* **Yazılı görev A**:
Kaynak metnin "Abdullah b. Amr b." ifadesinden başlayıp "cezasına da çarptırılır." ifadesi de dahil olmak üzere oraya kadar olan kısmını hiç değiştirmeden yeniden yaz.

──────── Kaynak metin

SÜNEN EBU DAVUD

Bablar    Konular    Numaralar  

LUKATA BAHSİ

<< 1710 >>

10. Kuteybe bin Said'in Rivayeti

 

1455 حَدَّثَنَا قُتَيْبَةُ بْنُ سَعِيدٍ حَدَّثَنَا اللَّيْثُ عَنْ ابْنِ عَجْلَانَ عَنْ عَمْرِو بْنِ شُعَيْبٍ عَنْ أَبِيهِ عَنْ جَدِّهِ عَبْدِ اللَّهِ بْنِ عَمْرِو بْنِ الْعَاصِ عَنْ رَسُولِ اللَّهِ صَلَّى اللَّهُ عَلَيْهِ وَسَلَّمَ أَنَّهُ سُئِلَ عَنْ الثَّمَرِ الْمُعَلَّقِ فَقَالَ مَنْ أَصَابَ بِفِيهِ مِنْ ذِي حَاجَةٍ غَيْرَ مُتَّخِذٍ خُبْنَةً فَلَا شَيْءَ عَلَيْهِ وَمَنْ خَرَجَ بِشَيْءٍ مِنْهُ فَعَلَيْهِ غَرَامَةُ مِثْلَيْهِ وَالْعُقُوبَةُ وَمَنْ سَرَقَ مِنْهُ شَيْئًا بَعْدَ أَنْ يُؤْوِيَهُ الْجَرِينُ فَبَلَغَ ثَمَنَ الْمِجَنِّ فَعَلَيْهِ الْقَطْعُ وَذَكَرَ فِي ضَالَّةِ الْإِبِلِ وَالْغَنَمِ كَمَا ذَكَرَهُ غَيْرُهُ قَالَ وَسُئِلَ عَنْ اللُّقَطَةِ فَقَالَ مَا كَانَ مِنْهَا فِي طَرِيقِ الْمِيتَاءِ أَوْ الْقَرْيَةِ الْجَامِعَةِ فَعَرِّفْهَا سَنَةً فَإِنْ جَاءَ طَالِبُهَا فَادْفَعْهَا إِلَيْهِ وَإِنْ لَمْ يَأْتِ فَهِيَ لَكَ وَمَا كَانَ فِي الْخَرَابِ يَعْنِي فَفِيهَا وَفِي الرِّكَازِ الْخُمُسُ

 

Abdullah b. Amr b. el-As'dan rivayet edildiğine göre, Resûlullah (S.A.V.)'e ağaçta bulunan meyveden (alıp yemenin hükmü) sorulmuş da: "Her kim o'nu ihtiyacından dolayı ağzıyla alıp yer de eteğini doldurmazsa, (bundan dolayı) ona bir ceza lâzım gelmez. Ondan bir şey koparır (da başka yere taşır)sa, onun değerinin iki mislini ödemek onun üzerine borç olmakla beraber (ta'zir) cezasına da çarptırılır.

 

Kim de meyveyi meyve kurutulan yere konduktan sonra çalar da (çalınan bu meyvenin) değeri, bir kalkan değeri olursa, ona (el) kesme (cezası) lâzım gelir," buyurmuş ve (Abdullah b. Amr, rivayetine devam ederek) başkalarının rivayet ettiği şekilde yitik deve ve koyun hakkında rivayette bulunmuş (bu rivayetinde) şöyle demiş.

 

(Hz. Nebi'ye) yitik maldan soruldu da şöyle cevap verdi: "İşlek bir yolda ya da ma'mür olan bir köyde bulduğun bir malı bir sene ilan et. Eğer (bu süre içerisinde) sahibi gelirse ona ver, eğer gelmezse senindir. Harab olan bir yerde bulunan bir malda ve rikâzda beşte bir (Vergi) vardır.  (Gerisi bulana kalır)

────────────────
──────── Veri kümesi satırları

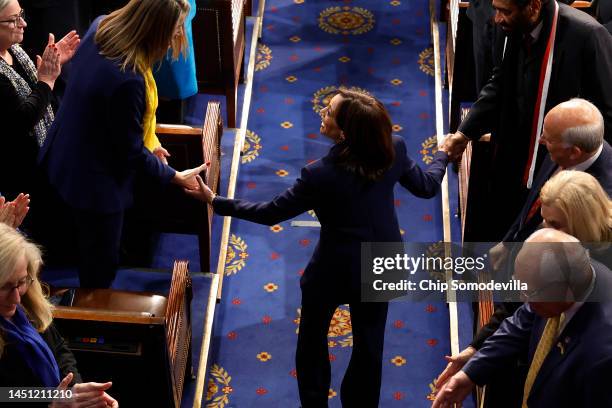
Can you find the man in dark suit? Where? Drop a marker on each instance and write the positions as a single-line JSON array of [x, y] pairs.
[[573, 135], [581, 65], [565, 329]]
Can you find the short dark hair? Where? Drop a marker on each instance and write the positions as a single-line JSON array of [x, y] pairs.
[[367, 148]]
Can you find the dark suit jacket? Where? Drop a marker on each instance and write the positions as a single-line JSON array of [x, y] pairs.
[[350, 210], [582, 66], [576, 372], [95, 145], [522, 228], [601, 169]]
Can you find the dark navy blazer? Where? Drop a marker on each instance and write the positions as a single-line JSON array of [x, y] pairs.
[[95, 145], [576, 372], [350, 210]]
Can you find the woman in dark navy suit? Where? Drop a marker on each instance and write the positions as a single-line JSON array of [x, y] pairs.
[[100, 138], [351, 191]]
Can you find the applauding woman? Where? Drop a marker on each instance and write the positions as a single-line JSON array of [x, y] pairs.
[[351, 191], [25, 95], [104, 132], [32, 352]]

────────────────

* **Yazılı görev B**:
Kayıtlarda "Can you find the dark navy" ifadesini içeren satırdan başlayarak kayıtların sonuna kadar olan satırları, son satır da dahil, hiç değiştirmeden yazıya geçir.

* **Alıştırma sonucu A**:
Abdullah b. Amr b. el-As'dan rivayet edildiğine göre, Resûlullah (S.A.V.)'e ağaçta bulunan meyveden (alıp yemenin hükmü) sorulmuş da: "Her kim o'nu ihtiyacından dolayı ağzıyla alıp yer de eteğini doldurmazsa, (bundan dolayı) ona bir ceza lâzım gelmez. Ondan bir şey koparır (da başka yere taşır)sa, onun değerinin iki mislini ödemek onun üzerine borç olmakla beraber (ta'zir) cezasına da çarptırılır.

* **Alıştırma sonucu B**:
Can you find the dark navy blazer? Where? Drop a marker on each instance and write the positions as a single-line JSON array of [x, y] pairs.
[[95, 145], [576, 372], [350, 210]]
Can you find the woman in dark navy suit? Where? Drop a marker on each instance and write the positions as a single-line JSON array of [x, y] pairs.
[[100, 138], [351, 191]]
Can you find the applauding woman? Where? Drop a marker on each instance and write the positions as a single-line JSON array of [x, y] pairs.
[[351, 191], [25, 95], [104, 132], [32, 352]]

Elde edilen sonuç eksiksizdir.